■ TASK GOAL
Your job is to transcribe all the records that follow, excluding any pictures.

■ DATA TO USE
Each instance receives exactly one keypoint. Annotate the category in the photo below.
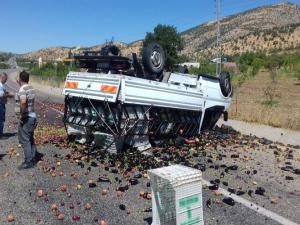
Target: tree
(170, 40)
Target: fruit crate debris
(176, 195)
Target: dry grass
(47, 81)
(249, 102)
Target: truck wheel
(225, 83)
(154, 58)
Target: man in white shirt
(28, 120)
(3, 99)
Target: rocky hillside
(268, 28)
(63, 52)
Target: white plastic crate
(176, 196)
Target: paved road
(258, 166)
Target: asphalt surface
(260, 163)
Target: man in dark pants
(3, 99)
(28, 121)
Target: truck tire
(154, 58)
(225, 83)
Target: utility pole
(218, 45)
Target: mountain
(269, 28)
(63, 52)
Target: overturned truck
(118, 101)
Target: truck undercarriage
(111, 105)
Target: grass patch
(262, 101)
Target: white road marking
(254, 206)
(245, 202)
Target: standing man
(3, 99)
(28, 120)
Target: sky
(28, 25)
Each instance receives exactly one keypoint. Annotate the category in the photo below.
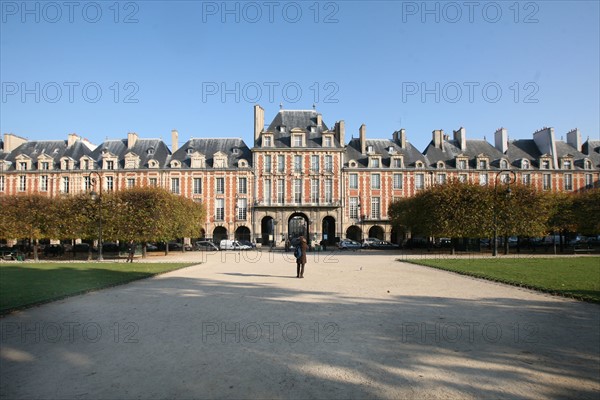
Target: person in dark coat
(301, 261)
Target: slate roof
(302, 119)
(381, 147)
(209, 147)
(53, 148)
(140, 148)
(450, 149)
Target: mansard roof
(381, 147)
(286, 120)
(158, 151)
(209, 147)
(450, 150)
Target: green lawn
(571, 277)
(26, 284)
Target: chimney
(362, 134)
(574, 139)
(399, 138)
(174, 140)
(132, 138)
(72, 138)
(259, 122)
(438, 137)
(11, 142)
(460, 136)
(501, 140)
(340, 130)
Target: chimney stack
(501, 140)
(460, 136)
(174, 140)
(574, 139)
(259, 122)
(12, 141)
(438, 138)
(72, 138)
(362, 134)
(131, 139)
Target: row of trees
(139, 214)
(460, 210)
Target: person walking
(300, 253)
(131, 251)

■ RESPONSE TO THIS TASK
Each instance receives exactly one keypoint. Annotate the category in the photo below.
Target: tree
(170, 40)
Target: fruit crate debris
(176, 195)
Target: dry grass
(47, 81)
(249, 102)
Target: truck wheel
(225, 83)
(154, 58)
Target: man in white shirt
(28, 120)
(3, 99)
Target: rocky hillside
(268, 28)
(63, 52)
Target: white plastic crate
(176, 196)
Target: paved road
(258, 166)
Target: asphalt surface
(260, 163)
Target: man in dark pants
(3, 99)
(28, 121)
Target: truck tire
(154, 58)
(225, 83)
Target: utility pole
(218, 45)
Target: mountain
(269, 28)
(63, 52)
Target: overturned truck
(118, 101)
Target: truck undercarriage
(111, 105)
Target: grass patch
(262, 101)
Target: white road marking
(254, 206)
(245, 202)
Target: standing man
(3, 99)
(28, 120)
Target: sky
(28, 25)
Each instance receives exactly one keypoint. Annotate the category in the photo below.
Target: person in dark coat
(301, 261)
Target: slate roof
(302, 119)
(381, 147)
(209, 147)
(53, 148)
(140, 148)
(450, 149)
Target: mansard roof
(381, 147)
(286, 120)
(158, 151)
(209, 147)
(450, 150)
Target: green lawn
(571, 277)
(26, 284)
Target: chimney
(362, 134)
(574, 139)
(399, 138)
(174, 140)
(132, 138)
(72, 138)
(259, 122)
(438, 137)
(11, 142)
(460, 136)
(501, 140)
(340, 130)
Target: chimney stack
(501, 140)
(460, 136)
(174, 140)
(574, 139)
(259, 122)
(12, 141)
(438, 138)
(72, 138)
(362, 134)
(131, 139)
Target: row of trees
(139, 214)
(460, 210)
Target: person walking
(300, 253)
(131, 251)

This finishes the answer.